Interesting, I figured I was probably wrong on this one.

You mention it being too large to be for use as a grid stop. In a schematic I've seen for a guitar preamp, one grid has 470k of fixed resistance on it's grid. I've read somewhere that this is about the limit that I'll see in this position and that guitar preamplifier often have very large values here because they're usually high gain circuits, where the grid will most likely be pushed beyond 0V in normal operation.

From what I recall, they need such a large resistance to prevent blocking distortion when the grid tries to conduct. Looking at some notes on grid resistors, it seems that 470k, combined with the Miller capacitance of something like a 12AX7, would produce a filter with a roll off around 2.2kHz.

Is the 22nF cap there to function as a normal decoupling capacitor? If it is, and this circuit was going after a tone stack, would there be any point in me including it, since a tone stack capacitively decouples the stage before it from the grid connected to it's output?

How does the 100k on the grid tie in with the bias?

Quote:
the voltage divider from B+ to ground puts 1/7th of whatever the B+ is on the grid of the tube through the 1M grid resistor.
I'm not sure what you mean when you say that this voltage is put through the 1M resistor.

Say I have 300V on the B+, using just 1/7th divider rule, 43V of this would appear over the 33k resistor. At the top of the resistor, that would be 43v positive with respect to the cathode wouldn't it?

Quote:
the 22uF cap is really big bypass... you could easily get away with .47uF. please understand that it is not directly connected to the grid... it bypasses the voltage divider.
I can understand why the bypass is there, it looks like it's bypassing the grid to ground though. Why doesn't the bypass also try to filter out the modulation on the grid?


Quote:
the 4.7uF coupling cap is there to drive 10K and below input loads... many many modern gadgets for music are 10K in or less. you would lose bass and add distortion if you didn't have the means to drive this properly. it looks totally correct.
Got it!

Would this have anything to do with why the send side in almost all effects loops seem to be cathode followers? Is it to better match the input resistance of the effects? Just out of curiosity, could an interstage transformer be used to raise the input resistance of the effects and make the driving requirement less demanding? I know it'd probably end up costing more, I'm only really thinking about it to keep myself learning.

I'm not planning on using solid state parts in the loop, but isn't this something an opamp is good at doing? Driving low input impedances from a high input source?

Quote:
the 1K and 10K are there because of the switched jacks and they prevent pops and clicks from "hot plugging".
I've noticed I get quite a few clicks and pops when I change the jack my Marshall's input whilst it's turned on. The input should have a 68k or so resistor on it. Would there need to be a capacitor in series with that to remove the noise when hot plugging?

Quote:
the serial/parallel switch mixes the effects send/return with the dry signal (para) or not (ser)....

# # #

[Stated task 1]:
Write out the passage of the forum post on the tube preamp circuit starting at "I'm not sure" and ending at "cathode wouldn't it?".
[Stated task 2]:
Summarize the forum post on the tube preamp circuit in two sentences.

# # #

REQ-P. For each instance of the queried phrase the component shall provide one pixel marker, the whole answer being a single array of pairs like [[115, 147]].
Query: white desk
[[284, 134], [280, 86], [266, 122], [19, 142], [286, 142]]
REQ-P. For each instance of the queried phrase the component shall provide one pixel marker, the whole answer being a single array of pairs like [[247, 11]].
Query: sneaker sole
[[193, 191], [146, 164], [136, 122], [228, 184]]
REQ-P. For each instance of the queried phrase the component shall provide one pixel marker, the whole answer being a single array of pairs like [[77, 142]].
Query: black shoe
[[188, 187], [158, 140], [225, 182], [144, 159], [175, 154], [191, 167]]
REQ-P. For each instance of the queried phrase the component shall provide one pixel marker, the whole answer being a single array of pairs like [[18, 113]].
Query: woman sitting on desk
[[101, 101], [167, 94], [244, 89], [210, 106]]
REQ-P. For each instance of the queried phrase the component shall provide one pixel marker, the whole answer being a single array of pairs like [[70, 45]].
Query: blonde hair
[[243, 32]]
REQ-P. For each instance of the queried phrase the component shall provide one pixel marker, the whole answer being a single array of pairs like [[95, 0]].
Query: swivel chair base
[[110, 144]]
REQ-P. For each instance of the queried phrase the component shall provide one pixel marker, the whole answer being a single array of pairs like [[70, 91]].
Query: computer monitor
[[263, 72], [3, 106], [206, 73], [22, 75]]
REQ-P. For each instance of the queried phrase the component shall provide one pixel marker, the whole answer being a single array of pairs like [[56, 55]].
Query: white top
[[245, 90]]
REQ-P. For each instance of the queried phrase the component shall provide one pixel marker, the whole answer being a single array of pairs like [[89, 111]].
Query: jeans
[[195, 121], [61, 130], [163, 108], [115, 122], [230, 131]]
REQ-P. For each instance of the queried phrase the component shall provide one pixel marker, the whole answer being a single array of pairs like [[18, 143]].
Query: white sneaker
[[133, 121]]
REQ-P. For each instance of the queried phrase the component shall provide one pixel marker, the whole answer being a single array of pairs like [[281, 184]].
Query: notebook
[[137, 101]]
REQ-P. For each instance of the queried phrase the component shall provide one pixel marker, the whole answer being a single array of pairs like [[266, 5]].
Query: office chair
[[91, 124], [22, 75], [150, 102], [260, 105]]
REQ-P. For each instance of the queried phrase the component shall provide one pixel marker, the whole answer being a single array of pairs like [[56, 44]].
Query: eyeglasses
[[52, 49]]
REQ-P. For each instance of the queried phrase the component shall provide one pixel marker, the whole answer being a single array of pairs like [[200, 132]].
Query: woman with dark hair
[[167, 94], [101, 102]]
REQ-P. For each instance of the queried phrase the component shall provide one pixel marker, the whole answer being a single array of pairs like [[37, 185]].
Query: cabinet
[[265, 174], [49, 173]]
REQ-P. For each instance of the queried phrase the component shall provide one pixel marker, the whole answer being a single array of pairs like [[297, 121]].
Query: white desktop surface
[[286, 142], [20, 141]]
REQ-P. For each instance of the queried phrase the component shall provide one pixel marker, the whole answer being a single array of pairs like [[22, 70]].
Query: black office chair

# # #

[Written reply 1]:
I'm not sure what you mean when you say that this voltage is put through the 1M resistor.

Say I have 300V on the B+, using just 1/7th divider rule, 43V of this would appear over the 33k resistor. At the top of the resistor, that would be 43v positive with respect to the cathode wouldn't it?

[Written reply 2]:
Responding to quoted explanations of a circuit, the writer notes that guitar preamps may use grid resistances of up to about 470k to prevent blocking distortion. The writer also asks about the roles of the 22nF capacitor, the 100k grid resistor, the B+ voltage divider and its bypass capacitor, whether an interstage transformer or an opamp could ease the driving of low-impedance effects inputs, and whether a series capacitor would stop the pops heard when hot plugging a Marshall's input.